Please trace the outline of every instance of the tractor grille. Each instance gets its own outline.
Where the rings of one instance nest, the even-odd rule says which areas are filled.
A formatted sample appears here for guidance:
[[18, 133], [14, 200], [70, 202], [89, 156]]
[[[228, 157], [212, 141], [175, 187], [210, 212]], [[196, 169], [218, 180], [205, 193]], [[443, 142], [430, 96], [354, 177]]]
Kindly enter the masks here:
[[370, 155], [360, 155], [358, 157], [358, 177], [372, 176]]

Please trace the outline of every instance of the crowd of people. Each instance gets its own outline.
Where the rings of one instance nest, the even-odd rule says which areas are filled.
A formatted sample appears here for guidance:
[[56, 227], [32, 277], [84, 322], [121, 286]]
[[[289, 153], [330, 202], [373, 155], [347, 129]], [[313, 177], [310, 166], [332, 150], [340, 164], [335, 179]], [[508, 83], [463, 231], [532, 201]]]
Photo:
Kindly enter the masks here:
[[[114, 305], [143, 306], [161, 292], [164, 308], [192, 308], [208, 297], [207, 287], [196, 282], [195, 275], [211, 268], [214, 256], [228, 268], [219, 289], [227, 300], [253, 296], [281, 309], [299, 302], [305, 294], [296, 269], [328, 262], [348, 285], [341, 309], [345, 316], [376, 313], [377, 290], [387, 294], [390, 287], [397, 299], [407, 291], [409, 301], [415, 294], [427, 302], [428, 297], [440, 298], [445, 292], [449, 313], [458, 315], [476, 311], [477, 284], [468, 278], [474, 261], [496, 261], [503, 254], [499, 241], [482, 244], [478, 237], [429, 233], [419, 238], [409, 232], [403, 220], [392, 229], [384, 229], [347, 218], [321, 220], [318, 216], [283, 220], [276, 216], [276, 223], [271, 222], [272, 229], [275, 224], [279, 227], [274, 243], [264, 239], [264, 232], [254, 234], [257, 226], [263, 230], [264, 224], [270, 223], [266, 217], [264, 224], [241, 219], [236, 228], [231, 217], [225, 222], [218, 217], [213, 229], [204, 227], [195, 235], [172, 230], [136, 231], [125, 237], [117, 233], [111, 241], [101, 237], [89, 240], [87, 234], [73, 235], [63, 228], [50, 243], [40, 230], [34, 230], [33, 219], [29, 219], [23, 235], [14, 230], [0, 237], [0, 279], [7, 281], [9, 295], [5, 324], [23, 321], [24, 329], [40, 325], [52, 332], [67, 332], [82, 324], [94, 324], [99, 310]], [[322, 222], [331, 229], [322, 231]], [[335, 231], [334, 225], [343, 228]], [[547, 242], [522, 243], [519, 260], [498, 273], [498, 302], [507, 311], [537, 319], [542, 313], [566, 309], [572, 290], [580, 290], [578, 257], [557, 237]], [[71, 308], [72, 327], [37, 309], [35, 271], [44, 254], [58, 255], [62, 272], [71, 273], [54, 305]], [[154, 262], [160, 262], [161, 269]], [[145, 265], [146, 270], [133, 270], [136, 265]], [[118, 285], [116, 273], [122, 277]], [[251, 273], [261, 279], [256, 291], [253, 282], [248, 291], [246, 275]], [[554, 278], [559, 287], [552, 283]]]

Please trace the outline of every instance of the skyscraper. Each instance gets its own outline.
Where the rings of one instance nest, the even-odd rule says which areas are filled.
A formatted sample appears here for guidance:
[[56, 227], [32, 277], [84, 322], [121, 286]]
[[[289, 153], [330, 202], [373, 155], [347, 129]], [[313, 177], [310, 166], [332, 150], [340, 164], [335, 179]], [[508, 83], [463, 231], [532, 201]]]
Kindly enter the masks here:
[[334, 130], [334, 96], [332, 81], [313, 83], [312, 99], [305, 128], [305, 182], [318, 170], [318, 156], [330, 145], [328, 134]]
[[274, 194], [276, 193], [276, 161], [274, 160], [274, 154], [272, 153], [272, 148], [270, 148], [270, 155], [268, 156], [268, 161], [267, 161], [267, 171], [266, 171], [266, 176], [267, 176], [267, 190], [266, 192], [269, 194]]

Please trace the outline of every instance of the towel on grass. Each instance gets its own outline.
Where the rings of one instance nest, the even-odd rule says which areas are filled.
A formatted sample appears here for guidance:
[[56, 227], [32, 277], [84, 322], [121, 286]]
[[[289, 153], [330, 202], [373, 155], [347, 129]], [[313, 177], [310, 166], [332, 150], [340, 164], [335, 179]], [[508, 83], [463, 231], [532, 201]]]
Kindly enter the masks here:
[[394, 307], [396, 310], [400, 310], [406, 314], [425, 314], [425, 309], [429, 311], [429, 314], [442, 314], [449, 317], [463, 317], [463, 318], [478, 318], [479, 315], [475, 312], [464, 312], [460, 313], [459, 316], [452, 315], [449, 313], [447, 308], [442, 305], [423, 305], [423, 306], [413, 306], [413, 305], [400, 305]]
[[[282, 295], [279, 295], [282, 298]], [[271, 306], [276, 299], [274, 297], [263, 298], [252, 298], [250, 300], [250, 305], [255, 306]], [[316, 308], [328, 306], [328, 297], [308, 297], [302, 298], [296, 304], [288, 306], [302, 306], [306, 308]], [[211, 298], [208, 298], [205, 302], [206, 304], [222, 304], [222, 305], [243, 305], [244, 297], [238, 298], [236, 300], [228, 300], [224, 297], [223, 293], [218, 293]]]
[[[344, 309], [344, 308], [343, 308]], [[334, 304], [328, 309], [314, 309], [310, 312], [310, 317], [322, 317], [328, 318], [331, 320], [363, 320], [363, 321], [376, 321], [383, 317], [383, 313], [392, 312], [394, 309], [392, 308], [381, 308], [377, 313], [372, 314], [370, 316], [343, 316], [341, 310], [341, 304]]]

Required action: The entire listing is to be repeated exactly.

Your response:
Please trace the outline of every instance of the tractor grille. Each instance gets its own outline.
Where the rings of one instance nest, the even-odd rule says which areas are filled.
A formatted sample appears here for guidance:
[[18, 133], [14, 200], [70, 202], [89, 156]]
[[[228, 157], [212, 141], [175, 187], [210, 212]], [[196, 169], [218, 180], [205, 193]], [[443, 142], [430, 96], [354, 177]]]
Kindly enter the masks here:
[[370, 155], [360, 155], [358, 157], [358, 177], [372, 176]]

Please trace the outline of every instance of the crowd of people. Each instance gets its own outline.
Where the rings of one instance nest, the even-odd rule says which areas are filled.
A formatted sample appears here for guidance:
[[56, 227], [32, 277], [84, 322], [121, 286]]
[[[289, 153], [330, 202], [373, 155], [347, 129]], [[313, 177], [310, 166], [332, 150], [340, 164], [335, 179]], [[508, 83], [463, 231], [532, 201]]]
Photo:
Kindly enter the masks here:
[[[114, 305], [143, 306], [161, 292], [164, 308], [192, 308], [208, 297], [207, 287], [196, 282], [195, 275], [211, 268], [214, 256], [228, 268], [219, 289], [227, 300], [253, 296], [281, 309], [299, 302], [305, 294], [296, 269], [328, 262], [348, 285], [341, 309], [345, 316], [376, 313], [377, 290], [387, 294], [390, 287], [397, 299], [407, 291], [409, 301], [415, 294], [427, 302], [428, 297], [440, 298], [445, 292], [449, 313], [458, 315], [476, 311], [477, 284], [468, 278], [474, 261], [496, 261], [503, 254], [499, 241], [482, 244], [478, 237], [429, 233], [419, 238], [409, 232], [403, 220], [392, 229], [384, 229], [347, 218], [321, 220], [318, 216], [283, 220], [276, 216], [276, 223], [271, 222], [272, 229], [275, 224], [279, 227], [274, 243], [264, 239], [264, 232], [254, 234], [257, 226], [263, 230], [264, 224], [270, 223], [266, 217], [264, 224], [241, 219], [236, 228], [231, 217], [225, 222], [218, 217], [213, 229], [204, 227], [195, 235], [172, 230], [136, 231], [125, 237], [117, 233], [111, 241], [101, 237], [89, 240], [87, 234], [73, 235], [63, 228], [50, 243], [40, 230], [34, 230], [33, 219], [29, 219], [23, 235], [14, 230], [0, 237], [0, 279], [7, 281], [9, 295], [5, 324], [23, 321], [24, 329], [40, 325], [52, 332], [67, 332], [82, 324], [94, 324], [99, 310]], [[322, 222], [331, 229], [322, 231]], [[335, 231], [334, 225], [343, 228]], [[547, 242], [522, 243], [519, 260], [498, 273], [498, 302], [507, 311], [537, 319], [542, 313], [566, 309], [572, 290], [580, 290], [578, 257], [557, 237]], [[71, 308], [72, 327], [37, 309], [35, 271], [44, 254], [58, 255], [62, 272], [71, 273], [54, 305]], [[154, 262], [160, 262], [161, 269]], [[145, 265], [146, 270], [133, 270], [136, 265]], [[118, 285], [116, 273], [122, 277]], [[251, 273], [261, 279], [256, 291], [253, 282], [248, 291], [246, 275]], [[554, 278], [559, 287], [552, 283]]]

Please trace the outline of every instance of the skyscraper. Each instance gets its own outline.
Where the rings of one instance nest, the even-odd rule says which areas are filled.
A formatted sample appears here for guidance:
[[56, 227], [32, 277], [84, 322], [121, 286]]
[[[289, 153], [330, 202], [373, 155], [347, 129]], [[313, 177], [310, 166], [332, 150], [340, 164], [335, 179]], [[508, 83], [463, 231], [532, 201]]]
Kindly enter the masks here:
[[334, 130], [334, 96], [332, 81], [313, 83], [312, 99], [305, 128], [305, 182], [318, 170], [318, 156], [330, 145], [328, 134]]
[[274, 194], [276, 193], [276, 161], [274, 160], [274, 154], [272, 153], [272, 148], [270, 148], [270, 155], [268, 156], [268, 161], [267, 161], [267, 171], [266, 171], [266, 176], [267, 176], [267, 190], [266, 192], [269, 194]]

Please trace the outline of every instance of the towel on grass. Each instance gets its own outline.
Where the rings of one instance nest, the even-odd rule says which areas are filled.
A formatted sample appears here for guidance:
[[56, 227], [32, 277], [84, 322], [121, 286]]
[[[289, 153], [330, 202], [373, 155], [347, 129]], [[313, 177], [310, 166], [332, 150], [340, 164], [335, 179]], [[508, 83], [463, 231], [532, 201]]]
Kindly enter the masks here:
[[394, 307], [396, 310], [400, 310], [406, 314], [425, 314], [425, 309], [429, 311], [429, 314], [442, 314], [449, 317], [463, 317], [463, 318], [478, 318], [479, 315], [475, 312], [464, 312], [460, 313], [459, 316], [452, 315], [449, 313], [447, 308], [442, 305], [423, 305], [423, 306], [413, 306], [413, 305], [400, 305]]
[[[282, 295], [279, 295], [282, 298]], [[271, 306], [276, 299], [274, 297], [263, 298], [252, 298], [250, 300], [250, 305], [255, 306]], [[316, 308], [328, 306], [328, 297], [308, 297], [302, 298], [296, 304], [288, 306], [302, 306], [306, 308]], [[211, 298], [208, 298], [205, 302], [206, 304], [222, 304], [222, 305], [243, 305], [244, 297], [238, 298], [236, 300], [228, 300], [224, 297], [223, 293], [218, 293]]]
[[[344, 309], [344, 308], [343, 308]], [[334, 304], [328, 309], [314, 309], [310, 312], [310, 317], [322, 317], [328, 318], [331, 320], [363, 320], [363, 321], [376, 321], [383, 317], [383, 313], [392, 312], [394, 309], [392, 308], [381, 308], [377, 313], [372, 314], [370, 316], [343, 316], [341, 310], [341, 304]]]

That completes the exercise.